■ **WHAT YOU SHOULD DO**: Your task is to transcribe the entries below exactly, from their first line down to the line containing "Every instance of the rubber", and to stop there.

■ **THE DATA**:
*** Begin section ***
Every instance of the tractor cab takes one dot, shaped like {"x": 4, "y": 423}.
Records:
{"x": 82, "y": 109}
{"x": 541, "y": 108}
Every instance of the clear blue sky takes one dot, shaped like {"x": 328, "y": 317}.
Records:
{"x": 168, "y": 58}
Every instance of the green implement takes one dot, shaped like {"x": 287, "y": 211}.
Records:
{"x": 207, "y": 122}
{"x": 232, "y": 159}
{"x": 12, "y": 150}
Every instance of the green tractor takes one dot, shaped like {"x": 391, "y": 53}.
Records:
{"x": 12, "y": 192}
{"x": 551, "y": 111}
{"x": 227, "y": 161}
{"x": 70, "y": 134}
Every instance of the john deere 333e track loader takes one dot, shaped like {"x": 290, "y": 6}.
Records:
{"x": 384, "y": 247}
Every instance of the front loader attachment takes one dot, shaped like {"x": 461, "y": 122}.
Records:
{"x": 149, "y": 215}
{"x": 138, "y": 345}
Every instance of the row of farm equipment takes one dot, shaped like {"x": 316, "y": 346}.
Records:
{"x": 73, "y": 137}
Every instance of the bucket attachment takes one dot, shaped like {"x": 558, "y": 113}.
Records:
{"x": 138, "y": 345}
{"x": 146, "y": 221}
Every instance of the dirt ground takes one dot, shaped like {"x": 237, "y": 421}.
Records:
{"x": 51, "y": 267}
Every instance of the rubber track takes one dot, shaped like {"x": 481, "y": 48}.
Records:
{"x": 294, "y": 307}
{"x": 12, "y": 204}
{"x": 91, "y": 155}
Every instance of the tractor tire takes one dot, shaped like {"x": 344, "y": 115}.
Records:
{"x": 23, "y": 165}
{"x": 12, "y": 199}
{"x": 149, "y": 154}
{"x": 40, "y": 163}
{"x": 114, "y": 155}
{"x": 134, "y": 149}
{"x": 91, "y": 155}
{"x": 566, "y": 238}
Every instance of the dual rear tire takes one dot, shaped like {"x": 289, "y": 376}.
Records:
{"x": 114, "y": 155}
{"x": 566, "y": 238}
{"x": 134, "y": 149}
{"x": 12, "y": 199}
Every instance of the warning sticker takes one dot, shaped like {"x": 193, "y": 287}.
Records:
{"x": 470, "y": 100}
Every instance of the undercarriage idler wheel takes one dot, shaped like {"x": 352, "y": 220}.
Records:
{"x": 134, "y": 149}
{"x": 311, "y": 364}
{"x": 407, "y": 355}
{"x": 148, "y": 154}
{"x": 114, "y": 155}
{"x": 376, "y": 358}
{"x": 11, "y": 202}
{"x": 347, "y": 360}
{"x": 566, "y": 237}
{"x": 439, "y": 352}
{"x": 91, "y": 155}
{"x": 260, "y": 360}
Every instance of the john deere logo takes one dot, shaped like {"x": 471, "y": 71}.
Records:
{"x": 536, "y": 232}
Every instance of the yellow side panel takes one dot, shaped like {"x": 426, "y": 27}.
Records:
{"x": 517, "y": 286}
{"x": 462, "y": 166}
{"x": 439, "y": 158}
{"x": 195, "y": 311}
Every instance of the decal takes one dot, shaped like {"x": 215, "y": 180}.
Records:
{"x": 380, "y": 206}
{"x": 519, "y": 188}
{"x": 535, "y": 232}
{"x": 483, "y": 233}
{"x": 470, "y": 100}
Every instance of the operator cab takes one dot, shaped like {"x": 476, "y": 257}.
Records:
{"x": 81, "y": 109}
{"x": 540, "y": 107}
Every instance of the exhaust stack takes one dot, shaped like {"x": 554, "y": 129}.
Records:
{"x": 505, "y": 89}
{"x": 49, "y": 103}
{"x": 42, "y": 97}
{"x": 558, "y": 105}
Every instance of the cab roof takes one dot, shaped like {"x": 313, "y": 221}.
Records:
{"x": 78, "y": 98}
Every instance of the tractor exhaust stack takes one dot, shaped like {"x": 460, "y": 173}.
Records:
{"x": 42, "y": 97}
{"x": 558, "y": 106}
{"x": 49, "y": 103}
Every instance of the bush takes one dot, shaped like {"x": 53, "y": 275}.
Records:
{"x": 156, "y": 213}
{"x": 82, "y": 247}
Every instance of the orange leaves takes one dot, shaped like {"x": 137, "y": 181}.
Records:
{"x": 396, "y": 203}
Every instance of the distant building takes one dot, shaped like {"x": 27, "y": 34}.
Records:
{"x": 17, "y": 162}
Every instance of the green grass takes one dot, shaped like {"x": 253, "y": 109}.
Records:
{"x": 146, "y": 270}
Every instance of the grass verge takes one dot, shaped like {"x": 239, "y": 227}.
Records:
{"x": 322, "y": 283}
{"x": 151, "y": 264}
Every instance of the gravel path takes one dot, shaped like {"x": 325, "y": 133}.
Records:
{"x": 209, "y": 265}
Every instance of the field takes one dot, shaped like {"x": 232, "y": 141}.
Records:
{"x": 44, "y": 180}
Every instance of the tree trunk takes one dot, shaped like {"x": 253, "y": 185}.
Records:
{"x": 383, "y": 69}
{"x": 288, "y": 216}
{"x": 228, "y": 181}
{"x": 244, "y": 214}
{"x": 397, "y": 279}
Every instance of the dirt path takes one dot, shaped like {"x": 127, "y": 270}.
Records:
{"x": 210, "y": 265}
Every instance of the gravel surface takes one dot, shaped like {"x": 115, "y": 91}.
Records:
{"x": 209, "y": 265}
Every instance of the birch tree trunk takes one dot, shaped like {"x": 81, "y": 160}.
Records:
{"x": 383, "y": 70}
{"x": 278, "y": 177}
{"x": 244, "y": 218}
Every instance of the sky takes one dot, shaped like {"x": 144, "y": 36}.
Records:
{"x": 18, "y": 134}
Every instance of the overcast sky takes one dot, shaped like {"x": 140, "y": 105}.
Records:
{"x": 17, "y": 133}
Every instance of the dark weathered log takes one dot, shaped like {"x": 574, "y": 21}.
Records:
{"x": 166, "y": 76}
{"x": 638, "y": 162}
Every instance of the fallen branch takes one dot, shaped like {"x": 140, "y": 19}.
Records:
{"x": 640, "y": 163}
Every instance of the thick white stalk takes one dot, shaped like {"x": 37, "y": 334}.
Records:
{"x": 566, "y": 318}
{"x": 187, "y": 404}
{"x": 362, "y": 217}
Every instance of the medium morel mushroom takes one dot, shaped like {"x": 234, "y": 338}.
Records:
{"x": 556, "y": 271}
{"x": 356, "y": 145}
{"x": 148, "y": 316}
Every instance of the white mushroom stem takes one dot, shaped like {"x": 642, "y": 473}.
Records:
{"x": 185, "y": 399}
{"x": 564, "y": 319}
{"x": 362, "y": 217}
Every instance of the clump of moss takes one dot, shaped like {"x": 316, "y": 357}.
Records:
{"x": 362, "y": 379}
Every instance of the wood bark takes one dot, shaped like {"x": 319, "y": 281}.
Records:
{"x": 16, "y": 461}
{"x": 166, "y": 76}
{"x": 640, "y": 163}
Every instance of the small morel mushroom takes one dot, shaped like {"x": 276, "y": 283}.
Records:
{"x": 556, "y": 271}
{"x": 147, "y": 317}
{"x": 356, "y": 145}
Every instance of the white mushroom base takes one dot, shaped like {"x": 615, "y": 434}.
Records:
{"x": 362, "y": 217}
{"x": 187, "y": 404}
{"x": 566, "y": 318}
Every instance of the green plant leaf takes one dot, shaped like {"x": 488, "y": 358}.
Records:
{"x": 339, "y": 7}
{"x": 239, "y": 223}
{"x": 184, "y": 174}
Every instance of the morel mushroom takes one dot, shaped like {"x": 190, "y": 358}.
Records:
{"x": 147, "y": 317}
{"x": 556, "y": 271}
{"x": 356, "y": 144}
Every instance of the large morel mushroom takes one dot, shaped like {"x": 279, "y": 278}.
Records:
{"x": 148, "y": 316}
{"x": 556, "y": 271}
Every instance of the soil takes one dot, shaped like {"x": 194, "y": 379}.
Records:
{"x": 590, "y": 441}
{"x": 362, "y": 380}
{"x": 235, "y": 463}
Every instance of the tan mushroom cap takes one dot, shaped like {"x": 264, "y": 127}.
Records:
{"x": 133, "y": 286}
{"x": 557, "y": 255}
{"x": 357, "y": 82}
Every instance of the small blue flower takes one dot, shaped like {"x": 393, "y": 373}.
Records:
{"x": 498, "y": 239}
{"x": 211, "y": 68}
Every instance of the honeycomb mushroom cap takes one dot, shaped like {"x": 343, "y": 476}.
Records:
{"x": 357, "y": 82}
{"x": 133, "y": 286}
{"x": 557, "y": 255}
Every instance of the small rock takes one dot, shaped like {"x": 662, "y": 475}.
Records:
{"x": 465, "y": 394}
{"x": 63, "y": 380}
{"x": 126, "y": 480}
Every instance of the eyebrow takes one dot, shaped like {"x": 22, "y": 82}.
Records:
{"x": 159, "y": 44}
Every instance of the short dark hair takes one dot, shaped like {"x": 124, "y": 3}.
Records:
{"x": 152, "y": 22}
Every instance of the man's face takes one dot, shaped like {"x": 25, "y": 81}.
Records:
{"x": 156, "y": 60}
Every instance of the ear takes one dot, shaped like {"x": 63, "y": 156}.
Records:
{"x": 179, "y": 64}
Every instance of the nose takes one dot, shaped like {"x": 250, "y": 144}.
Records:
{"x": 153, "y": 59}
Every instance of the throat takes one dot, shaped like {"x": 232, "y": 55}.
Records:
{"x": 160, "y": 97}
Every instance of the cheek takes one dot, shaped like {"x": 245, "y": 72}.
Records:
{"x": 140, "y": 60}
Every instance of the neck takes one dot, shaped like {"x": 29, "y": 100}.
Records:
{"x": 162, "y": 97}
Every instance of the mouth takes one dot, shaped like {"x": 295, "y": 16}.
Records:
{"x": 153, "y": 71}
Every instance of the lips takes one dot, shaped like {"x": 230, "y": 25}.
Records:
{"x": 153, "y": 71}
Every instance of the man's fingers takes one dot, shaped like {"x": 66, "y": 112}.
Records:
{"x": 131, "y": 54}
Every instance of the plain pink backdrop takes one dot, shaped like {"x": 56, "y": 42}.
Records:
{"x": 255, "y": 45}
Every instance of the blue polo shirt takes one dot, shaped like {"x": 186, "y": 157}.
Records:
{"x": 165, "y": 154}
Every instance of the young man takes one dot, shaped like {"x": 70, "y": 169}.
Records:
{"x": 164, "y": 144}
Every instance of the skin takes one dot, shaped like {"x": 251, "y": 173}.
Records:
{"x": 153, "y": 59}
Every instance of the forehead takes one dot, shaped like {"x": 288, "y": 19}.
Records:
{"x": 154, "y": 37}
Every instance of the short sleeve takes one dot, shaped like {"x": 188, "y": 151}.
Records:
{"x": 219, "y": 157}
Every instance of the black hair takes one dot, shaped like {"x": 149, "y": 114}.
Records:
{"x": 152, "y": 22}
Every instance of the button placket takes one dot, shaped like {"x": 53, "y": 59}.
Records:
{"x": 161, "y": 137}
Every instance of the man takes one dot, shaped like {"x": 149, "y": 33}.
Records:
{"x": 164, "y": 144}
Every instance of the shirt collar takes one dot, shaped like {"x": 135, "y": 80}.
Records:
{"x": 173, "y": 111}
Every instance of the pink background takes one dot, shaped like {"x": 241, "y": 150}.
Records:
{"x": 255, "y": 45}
*** End section ***
■ **OUTPUT**:
Every instance of the tractor cab takes one dot, shaped like {"x": 4, "y": 423}.
Records:
{"x": 82, "y": 109}
{"x": 541, "y": 108}
Every instance of the clear blue sky takes one dot, shaped like {"x": 328, "y": 317}.
Records:
{"x": 168, "y": 58}
Every instance of the green implement takes one dot, shaped like {"x": 287, "y": 211}.
Records:
{"x": 207, "y": 122}
{"x": 232, "y": 159}
{"x": 12, "y": 150}
Every instance of the green tractor takes one dot, shaped like {"x": 391, "y": 53}.
Records:
{"x": 12, "y": 192}
{"x": 551, "y": 111}
{"x": 227, "y": 161}
{"x": 70, "y": 134}
Every instance of the john deere 333e track loader takes one dot, shaped like {"x": 290, "y": 6}.
Records:
{"x": 384, "y": 247}
Every instance of the front loader attachment takes one dot, shaped like {"x": 461, "y": 122}.
Records:
{"x": 149, "y": 215}
{"x": 138, "y": 345}
Every instance of the row of farm equipment takes one dot, shaped like {"x": 316, "y": 346}.
Records:
{"x": 73, "y": 137}
Every instance of the bucket attachment takes one dot, shaped like {"x": 558, "y": 113}.
Records:
{"x": 138, "y": 345}
{"x": 146, "y": 221}
Every instance of the dirt ground takes one dot, shaped like {"x": 237, "y": 421}.
Records:
{"x": 51, "y": 267}
Every instance of the rubber track takes one dot, shaped like {"x": 481, "y": 48}.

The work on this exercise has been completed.